INFORMATION PROVIDED

# # # # #

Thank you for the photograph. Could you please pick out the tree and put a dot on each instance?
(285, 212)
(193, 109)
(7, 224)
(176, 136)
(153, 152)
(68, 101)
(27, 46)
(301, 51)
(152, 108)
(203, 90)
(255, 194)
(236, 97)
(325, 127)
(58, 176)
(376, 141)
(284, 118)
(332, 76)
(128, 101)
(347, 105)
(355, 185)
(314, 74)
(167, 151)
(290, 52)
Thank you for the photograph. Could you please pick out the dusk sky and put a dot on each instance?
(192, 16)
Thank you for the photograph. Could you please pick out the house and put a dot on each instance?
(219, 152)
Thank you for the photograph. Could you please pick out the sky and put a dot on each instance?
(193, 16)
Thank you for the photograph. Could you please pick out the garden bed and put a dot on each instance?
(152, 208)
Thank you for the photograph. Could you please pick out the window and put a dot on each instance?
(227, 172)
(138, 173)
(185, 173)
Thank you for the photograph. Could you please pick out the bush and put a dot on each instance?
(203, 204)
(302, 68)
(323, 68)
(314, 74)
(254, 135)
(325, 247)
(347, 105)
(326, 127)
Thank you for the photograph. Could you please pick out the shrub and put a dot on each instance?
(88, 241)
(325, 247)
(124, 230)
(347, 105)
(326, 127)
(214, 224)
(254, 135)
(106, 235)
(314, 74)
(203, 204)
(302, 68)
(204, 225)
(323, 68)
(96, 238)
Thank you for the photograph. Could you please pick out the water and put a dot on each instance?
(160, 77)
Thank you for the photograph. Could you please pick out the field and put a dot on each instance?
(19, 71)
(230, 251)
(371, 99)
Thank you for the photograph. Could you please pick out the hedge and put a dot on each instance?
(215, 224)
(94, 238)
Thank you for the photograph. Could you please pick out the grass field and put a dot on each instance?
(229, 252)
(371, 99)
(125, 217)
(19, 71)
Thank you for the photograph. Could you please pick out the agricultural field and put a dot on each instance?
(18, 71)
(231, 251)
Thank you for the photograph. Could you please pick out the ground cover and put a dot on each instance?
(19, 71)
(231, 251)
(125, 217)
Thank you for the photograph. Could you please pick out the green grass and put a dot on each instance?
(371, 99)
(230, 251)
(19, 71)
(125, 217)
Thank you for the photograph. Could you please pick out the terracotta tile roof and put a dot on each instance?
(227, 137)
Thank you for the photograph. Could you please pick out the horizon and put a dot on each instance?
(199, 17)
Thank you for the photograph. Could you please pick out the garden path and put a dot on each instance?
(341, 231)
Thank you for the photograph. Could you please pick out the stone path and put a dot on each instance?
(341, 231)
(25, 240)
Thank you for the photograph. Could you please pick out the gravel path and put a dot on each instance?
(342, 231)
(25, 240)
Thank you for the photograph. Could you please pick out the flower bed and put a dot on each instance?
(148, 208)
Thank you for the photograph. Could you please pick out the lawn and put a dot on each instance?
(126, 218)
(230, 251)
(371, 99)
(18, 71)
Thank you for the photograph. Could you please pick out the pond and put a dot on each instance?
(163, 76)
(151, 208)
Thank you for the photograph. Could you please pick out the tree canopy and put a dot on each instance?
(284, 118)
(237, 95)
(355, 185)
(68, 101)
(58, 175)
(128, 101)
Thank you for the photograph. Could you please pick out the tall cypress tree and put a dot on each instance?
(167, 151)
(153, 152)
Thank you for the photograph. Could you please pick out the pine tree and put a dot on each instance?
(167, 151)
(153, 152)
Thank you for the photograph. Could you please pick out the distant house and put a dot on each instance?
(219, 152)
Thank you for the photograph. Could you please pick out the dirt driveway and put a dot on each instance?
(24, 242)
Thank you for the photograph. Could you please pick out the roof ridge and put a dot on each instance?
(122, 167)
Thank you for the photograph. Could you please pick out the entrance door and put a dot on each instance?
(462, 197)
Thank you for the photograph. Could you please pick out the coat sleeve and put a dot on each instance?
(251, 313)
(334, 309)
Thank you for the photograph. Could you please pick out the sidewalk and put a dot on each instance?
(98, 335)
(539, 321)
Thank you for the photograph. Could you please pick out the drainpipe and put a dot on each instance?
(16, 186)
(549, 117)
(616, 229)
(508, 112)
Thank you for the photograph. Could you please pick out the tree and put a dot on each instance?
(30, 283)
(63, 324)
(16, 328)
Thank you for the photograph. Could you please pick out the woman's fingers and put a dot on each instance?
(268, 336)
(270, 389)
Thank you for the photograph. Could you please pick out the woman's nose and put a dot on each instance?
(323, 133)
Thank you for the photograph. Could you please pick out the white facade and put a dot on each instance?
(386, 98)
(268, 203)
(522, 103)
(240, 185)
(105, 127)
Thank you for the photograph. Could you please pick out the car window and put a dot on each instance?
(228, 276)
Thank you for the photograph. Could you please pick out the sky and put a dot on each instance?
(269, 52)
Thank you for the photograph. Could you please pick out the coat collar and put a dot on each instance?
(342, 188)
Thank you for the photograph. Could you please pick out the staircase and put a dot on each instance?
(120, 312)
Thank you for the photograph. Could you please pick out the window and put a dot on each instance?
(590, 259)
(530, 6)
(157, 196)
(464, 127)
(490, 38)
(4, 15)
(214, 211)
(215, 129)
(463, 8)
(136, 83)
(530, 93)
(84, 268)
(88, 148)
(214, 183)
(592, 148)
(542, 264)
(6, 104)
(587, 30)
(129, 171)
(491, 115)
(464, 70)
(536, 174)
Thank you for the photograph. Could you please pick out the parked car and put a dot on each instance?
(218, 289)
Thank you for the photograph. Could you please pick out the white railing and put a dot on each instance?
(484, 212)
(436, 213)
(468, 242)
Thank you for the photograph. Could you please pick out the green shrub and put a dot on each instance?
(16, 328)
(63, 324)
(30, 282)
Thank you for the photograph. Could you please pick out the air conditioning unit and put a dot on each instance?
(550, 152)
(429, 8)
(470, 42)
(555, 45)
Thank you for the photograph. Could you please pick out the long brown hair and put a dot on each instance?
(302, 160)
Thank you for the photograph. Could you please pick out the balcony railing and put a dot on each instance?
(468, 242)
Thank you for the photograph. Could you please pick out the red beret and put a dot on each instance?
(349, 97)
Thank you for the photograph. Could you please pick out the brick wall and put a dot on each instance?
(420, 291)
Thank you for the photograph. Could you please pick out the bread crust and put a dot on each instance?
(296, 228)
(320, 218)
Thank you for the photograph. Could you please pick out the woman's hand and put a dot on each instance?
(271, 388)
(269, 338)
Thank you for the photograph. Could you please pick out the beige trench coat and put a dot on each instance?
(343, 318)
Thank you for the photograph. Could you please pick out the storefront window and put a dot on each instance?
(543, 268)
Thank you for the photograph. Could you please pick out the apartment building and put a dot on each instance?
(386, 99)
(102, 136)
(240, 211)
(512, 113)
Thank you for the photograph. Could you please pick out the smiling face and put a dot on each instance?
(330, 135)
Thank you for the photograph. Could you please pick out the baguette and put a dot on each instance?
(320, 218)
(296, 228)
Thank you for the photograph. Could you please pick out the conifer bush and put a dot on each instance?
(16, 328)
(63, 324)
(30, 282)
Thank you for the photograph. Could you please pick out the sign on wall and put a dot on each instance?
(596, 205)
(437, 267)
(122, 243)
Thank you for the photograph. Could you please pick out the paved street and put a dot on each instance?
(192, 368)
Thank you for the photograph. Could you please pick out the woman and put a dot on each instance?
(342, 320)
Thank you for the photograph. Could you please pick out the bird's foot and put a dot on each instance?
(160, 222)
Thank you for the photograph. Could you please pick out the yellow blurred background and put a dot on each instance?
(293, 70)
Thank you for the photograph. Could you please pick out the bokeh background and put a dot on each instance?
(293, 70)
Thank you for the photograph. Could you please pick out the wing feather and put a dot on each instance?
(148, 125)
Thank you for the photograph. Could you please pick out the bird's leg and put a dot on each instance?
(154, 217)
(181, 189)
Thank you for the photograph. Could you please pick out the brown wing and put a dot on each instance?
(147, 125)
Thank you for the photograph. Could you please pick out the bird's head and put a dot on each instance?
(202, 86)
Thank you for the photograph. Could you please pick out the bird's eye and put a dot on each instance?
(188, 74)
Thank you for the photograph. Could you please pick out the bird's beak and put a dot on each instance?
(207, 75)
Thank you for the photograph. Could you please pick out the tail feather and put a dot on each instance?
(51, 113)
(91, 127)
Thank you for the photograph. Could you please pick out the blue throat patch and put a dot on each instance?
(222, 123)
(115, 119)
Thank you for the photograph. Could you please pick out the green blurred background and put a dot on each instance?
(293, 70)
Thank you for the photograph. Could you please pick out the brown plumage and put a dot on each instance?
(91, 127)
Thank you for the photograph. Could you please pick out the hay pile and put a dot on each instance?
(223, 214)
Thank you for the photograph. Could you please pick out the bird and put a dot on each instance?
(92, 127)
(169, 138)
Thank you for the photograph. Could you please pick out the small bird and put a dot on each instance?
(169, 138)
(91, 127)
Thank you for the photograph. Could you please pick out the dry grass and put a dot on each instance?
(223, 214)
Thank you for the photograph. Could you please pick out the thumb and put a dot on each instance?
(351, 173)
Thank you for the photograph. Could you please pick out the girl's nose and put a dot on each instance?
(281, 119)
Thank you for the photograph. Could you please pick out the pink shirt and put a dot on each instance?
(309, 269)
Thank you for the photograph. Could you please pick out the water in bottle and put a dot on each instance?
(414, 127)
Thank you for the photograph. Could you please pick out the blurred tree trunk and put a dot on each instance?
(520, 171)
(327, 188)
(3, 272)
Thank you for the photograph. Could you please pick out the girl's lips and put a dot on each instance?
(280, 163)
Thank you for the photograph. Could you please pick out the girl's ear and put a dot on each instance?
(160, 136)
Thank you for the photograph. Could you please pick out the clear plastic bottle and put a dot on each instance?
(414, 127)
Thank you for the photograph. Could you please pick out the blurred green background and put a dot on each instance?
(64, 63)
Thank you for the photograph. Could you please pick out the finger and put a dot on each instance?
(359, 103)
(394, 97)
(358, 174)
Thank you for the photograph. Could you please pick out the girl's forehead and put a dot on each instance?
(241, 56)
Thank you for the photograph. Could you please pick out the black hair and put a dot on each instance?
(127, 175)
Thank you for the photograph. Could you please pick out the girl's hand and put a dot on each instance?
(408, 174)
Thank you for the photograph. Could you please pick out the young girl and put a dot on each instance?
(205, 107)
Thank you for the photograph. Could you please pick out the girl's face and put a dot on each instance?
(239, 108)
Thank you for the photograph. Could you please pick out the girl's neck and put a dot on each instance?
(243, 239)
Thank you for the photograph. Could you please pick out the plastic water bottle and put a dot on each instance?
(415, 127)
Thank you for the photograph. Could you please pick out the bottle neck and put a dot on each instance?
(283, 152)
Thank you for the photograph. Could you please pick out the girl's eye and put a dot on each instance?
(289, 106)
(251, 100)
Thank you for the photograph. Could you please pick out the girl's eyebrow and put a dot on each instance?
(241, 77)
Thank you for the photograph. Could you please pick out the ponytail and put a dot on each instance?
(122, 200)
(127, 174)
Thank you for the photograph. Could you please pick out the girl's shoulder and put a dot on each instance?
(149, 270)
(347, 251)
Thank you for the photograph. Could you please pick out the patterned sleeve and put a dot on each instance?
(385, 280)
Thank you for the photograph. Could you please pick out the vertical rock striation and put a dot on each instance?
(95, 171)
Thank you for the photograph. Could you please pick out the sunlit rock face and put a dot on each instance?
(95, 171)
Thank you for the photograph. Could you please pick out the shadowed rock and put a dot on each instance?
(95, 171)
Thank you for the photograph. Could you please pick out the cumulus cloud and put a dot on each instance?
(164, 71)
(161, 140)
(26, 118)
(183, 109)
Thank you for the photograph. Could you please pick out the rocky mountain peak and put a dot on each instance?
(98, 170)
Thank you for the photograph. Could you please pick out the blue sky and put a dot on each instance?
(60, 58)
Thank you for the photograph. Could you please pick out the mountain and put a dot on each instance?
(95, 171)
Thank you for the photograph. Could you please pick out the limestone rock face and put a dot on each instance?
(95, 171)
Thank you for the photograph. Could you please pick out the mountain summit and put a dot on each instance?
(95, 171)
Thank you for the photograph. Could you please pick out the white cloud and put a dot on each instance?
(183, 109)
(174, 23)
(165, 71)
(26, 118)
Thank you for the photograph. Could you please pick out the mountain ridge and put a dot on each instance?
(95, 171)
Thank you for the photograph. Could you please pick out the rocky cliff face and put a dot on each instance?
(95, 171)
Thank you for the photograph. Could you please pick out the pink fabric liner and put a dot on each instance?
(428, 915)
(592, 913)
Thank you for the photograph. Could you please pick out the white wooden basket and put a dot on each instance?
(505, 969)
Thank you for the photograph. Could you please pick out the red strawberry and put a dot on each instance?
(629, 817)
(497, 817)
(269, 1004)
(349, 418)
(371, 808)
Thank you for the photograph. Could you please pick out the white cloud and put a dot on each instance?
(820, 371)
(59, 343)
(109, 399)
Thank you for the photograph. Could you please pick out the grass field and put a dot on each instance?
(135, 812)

# # # # #

INSTRUCTIONS TO FOLLOW
Find the line that contains "the rocky cliff" in the listing above. Retype it and every line after it up to the last, exactly, and nothing else.

OUTPUT FOR THIS EXERCISE
Thank you for the photograph. Could you please pick out the rocky cliff face and put a dot on each instance?
(95, 171)
Thank you for the photograph. Could you please pick out the pink fabric liner and put a dot on each instance?
(428, 915)
(592, 913)
Thank you for the photograph. Could you please pick out the white wooden basket and put a dot on each instance?
(505, 969)
Thank you for the photograph. Could you please pick out the red strawberry and put a dot on each instance?
(629, 817)
(497, 817)
(269, 1004)
(349, 418)
(371, 808)
Thank you for the photograph. Could you please pick out the white cloud and put a dot on each instance?
(820, 371)
(59, 343)
(109, 399)
Thank you for the photograph. Could you please pick out the grass field and put a dot on each instance?
(135, 812)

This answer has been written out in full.